● STATED PROBLEM
Arrange the stretch of items from the start through the line containing "530,254,599,587" as a Markdown table with the columns Row and Line, numbering each line and omitting blank lines.

----------------------------------------

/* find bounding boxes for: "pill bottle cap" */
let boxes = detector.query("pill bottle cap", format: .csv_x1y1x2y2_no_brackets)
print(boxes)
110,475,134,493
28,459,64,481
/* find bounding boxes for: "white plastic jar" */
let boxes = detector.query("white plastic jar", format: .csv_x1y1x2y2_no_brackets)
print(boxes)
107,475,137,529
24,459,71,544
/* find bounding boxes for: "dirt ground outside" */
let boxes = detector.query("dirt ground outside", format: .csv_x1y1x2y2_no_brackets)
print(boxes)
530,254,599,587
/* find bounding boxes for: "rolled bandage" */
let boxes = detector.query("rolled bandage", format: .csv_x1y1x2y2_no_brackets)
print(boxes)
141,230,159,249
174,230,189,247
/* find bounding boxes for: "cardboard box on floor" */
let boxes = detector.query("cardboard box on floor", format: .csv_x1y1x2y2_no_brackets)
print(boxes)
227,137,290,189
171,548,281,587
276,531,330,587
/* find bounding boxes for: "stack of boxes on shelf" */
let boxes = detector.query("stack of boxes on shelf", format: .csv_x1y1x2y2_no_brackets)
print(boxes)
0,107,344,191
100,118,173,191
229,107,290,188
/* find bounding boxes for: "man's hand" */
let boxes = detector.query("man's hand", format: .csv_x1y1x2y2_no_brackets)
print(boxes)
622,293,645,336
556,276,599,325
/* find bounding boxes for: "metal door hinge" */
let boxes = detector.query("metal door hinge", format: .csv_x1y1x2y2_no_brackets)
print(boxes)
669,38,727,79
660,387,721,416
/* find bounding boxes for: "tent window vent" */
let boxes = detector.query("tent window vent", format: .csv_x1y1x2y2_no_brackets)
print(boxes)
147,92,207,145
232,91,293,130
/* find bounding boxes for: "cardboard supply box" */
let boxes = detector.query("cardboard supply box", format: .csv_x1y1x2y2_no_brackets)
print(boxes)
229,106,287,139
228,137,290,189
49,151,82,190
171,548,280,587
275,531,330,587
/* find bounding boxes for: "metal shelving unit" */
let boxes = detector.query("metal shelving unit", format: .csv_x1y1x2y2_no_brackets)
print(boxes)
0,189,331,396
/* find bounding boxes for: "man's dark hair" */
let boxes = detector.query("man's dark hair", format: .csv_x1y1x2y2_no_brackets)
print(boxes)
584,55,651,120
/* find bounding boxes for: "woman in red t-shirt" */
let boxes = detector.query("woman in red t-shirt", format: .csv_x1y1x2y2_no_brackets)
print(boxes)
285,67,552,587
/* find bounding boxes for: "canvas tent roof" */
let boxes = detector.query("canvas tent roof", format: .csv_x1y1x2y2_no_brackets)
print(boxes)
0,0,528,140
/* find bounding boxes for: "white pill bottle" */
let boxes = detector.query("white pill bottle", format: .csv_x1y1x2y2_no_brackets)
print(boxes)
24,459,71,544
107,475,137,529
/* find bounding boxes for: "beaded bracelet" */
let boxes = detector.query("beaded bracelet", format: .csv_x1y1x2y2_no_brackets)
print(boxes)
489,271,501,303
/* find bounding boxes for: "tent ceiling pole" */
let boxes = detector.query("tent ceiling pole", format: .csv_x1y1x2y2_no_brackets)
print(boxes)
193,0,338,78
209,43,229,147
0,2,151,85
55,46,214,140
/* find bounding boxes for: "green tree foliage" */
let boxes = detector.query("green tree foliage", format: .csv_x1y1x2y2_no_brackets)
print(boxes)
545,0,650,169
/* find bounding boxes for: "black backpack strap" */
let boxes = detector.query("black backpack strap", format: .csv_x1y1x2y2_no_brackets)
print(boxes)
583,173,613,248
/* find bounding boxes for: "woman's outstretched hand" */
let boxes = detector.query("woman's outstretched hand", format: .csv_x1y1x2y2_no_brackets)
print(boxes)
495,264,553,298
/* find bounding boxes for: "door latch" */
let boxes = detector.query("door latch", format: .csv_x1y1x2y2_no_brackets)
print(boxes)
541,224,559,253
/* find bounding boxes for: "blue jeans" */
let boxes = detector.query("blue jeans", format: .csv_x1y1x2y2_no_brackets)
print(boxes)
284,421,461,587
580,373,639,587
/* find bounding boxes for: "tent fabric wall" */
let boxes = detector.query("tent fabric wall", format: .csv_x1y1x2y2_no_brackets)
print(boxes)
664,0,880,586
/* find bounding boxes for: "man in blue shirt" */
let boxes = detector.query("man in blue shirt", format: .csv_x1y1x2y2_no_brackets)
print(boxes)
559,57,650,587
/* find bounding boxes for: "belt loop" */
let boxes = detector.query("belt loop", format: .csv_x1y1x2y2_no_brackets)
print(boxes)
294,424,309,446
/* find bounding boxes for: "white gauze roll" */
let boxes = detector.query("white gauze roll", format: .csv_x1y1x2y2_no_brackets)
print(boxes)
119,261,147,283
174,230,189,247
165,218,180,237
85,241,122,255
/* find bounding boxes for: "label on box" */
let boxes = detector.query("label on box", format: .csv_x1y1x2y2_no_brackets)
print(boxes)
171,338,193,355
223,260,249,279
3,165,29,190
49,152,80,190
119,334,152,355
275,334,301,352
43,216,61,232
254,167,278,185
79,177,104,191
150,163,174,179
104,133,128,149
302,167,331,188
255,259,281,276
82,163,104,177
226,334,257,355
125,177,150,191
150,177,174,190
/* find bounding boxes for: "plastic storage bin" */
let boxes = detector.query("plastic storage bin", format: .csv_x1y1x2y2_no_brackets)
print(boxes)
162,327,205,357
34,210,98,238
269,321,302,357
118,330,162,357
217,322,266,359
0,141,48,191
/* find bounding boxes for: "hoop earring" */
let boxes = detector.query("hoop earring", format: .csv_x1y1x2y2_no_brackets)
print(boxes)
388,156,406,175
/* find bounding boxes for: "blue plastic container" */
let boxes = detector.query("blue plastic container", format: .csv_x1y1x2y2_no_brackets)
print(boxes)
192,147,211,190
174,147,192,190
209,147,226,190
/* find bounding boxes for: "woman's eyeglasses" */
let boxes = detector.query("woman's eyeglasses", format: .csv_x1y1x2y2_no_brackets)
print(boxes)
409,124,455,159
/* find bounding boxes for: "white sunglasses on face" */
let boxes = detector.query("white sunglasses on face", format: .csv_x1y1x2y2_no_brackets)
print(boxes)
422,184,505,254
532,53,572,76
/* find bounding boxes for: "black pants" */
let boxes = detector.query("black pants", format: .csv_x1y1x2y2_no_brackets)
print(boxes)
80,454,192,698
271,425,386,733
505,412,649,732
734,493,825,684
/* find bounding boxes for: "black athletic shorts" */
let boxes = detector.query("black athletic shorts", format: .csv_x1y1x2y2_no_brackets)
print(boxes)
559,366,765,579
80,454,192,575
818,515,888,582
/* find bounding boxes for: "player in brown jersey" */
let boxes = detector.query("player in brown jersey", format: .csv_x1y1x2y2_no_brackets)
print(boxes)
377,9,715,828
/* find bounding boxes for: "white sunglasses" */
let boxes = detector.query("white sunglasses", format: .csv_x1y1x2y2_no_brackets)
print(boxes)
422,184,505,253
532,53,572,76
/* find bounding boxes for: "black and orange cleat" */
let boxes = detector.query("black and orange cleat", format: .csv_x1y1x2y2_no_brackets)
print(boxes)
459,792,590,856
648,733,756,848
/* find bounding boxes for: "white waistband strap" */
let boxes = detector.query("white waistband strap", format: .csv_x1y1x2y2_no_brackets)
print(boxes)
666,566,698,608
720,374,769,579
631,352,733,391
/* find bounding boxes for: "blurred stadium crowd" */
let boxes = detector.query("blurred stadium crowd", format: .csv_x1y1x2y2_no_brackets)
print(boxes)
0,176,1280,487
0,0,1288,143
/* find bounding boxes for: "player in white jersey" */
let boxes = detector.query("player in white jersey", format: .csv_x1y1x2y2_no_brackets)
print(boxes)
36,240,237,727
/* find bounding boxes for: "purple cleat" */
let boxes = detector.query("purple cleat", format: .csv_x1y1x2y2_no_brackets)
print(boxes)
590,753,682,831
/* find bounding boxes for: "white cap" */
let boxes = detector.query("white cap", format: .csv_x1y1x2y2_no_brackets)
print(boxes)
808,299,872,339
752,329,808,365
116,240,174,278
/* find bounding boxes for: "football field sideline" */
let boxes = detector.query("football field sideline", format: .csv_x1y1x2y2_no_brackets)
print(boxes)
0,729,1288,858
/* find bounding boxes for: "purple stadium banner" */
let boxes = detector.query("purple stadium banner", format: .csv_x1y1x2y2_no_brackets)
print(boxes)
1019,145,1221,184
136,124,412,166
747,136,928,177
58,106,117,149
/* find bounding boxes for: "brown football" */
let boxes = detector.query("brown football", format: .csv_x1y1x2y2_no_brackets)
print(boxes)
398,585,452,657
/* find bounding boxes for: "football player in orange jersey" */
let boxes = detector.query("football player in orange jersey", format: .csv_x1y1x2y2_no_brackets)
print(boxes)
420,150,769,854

----------------------------------------

● SOLUTION TO THIS PROBLEM
| Row | Line |
|---|---|
| 1 | /* find bounding boxes for: "pill bottle cap" */ |
| 2 | let boxes = detector.query("pill bottle cap", format: .csv_x1y1x2y2_no_brackets) |
| 3 | print(boxes) |
| 4 | 110,475,134,493 |
| 5 | 28,459,64,481 |
| 6 | /* find bounding boxes for: "white plastic jar" */ |
| 7 | let boxes = detector.query("white plastic jar", format: .csv_x1y1x2y2_no_brackets) |
| 8 | print(boxes) |
| 9 | 107,475,137,529 |
| 10 | 24,459,71,544 |
| 11 | /* find bounding boxes for: "dirt ground outside" */ |
| 12 | let boxes = detector.query("dirt ground outside", format: .csv_x1y1x2y2_no_brackets) |
| 13 | print(boxes) |
| 14 | 530,254,599,587 |